## Data for processing
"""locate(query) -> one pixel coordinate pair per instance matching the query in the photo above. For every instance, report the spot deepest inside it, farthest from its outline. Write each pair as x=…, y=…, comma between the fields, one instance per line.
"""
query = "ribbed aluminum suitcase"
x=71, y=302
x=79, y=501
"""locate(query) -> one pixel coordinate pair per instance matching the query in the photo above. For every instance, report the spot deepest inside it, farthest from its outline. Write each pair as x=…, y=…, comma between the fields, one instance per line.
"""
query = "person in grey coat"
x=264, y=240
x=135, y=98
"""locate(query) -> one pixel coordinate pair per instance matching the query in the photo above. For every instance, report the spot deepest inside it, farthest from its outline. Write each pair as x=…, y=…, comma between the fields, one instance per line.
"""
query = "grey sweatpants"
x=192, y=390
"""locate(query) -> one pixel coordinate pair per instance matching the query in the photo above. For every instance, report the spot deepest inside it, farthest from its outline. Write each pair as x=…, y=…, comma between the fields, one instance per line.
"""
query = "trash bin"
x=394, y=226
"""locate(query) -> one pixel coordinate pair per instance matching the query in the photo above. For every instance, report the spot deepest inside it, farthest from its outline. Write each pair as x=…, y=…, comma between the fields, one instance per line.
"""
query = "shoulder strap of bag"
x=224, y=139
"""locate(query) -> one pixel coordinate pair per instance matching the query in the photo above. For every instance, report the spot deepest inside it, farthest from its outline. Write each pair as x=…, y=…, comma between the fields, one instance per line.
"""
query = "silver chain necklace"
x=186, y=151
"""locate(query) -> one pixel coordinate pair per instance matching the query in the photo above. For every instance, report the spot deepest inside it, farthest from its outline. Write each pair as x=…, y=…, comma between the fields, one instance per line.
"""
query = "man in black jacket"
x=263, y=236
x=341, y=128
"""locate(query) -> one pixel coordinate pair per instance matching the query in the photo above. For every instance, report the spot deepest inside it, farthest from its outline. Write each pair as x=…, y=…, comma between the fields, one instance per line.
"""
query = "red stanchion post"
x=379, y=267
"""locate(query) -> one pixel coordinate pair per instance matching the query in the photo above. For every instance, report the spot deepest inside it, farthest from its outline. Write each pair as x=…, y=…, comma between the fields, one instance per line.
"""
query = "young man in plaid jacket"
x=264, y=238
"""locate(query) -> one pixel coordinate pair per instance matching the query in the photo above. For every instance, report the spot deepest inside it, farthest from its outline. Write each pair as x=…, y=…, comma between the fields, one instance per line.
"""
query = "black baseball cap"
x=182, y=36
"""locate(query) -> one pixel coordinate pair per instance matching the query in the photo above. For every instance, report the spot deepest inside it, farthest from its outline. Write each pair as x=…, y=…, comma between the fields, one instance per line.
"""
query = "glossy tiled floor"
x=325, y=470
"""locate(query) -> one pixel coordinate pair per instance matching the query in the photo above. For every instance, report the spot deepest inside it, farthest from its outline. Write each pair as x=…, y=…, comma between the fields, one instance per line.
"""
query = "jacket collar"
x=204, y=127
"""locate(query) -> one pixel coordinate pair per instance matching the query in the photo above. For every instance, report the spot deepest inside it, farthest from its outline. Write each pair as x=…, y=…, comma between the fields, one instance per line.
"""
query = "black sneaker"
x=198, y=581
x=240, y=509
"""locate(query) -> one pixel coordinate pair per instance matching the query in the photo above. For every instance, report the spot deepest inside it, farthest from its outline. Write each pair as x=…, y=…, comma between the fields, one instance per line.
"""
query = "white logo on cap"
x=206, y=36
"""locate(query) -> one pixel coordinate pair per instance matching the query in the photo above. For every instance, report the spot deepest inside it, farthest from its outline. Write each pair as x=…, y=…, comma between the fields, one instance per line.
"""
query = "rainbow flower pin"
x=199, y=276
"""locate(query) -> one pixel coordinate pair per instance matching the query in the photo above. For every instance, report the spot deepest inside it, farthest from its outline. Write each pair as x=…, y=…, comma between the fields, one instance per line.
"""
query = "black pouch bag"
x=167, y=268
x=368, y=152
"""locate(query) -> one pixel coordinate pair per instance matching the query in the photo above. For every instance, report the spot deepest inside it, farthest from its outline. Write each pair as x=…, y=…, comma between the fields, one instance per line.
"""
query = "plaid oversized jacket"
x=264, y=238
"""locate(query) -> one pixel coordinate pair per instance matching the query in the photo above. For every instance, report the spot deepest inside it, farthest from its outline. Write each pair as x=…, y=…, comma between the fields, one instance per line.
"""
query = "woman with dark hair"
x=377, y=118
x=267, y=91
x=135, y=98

## What you will do
State how many lines of the listing above contain the string "black", treating uppercase and lowercase letters as different, and reply with the number alone.

## The result
4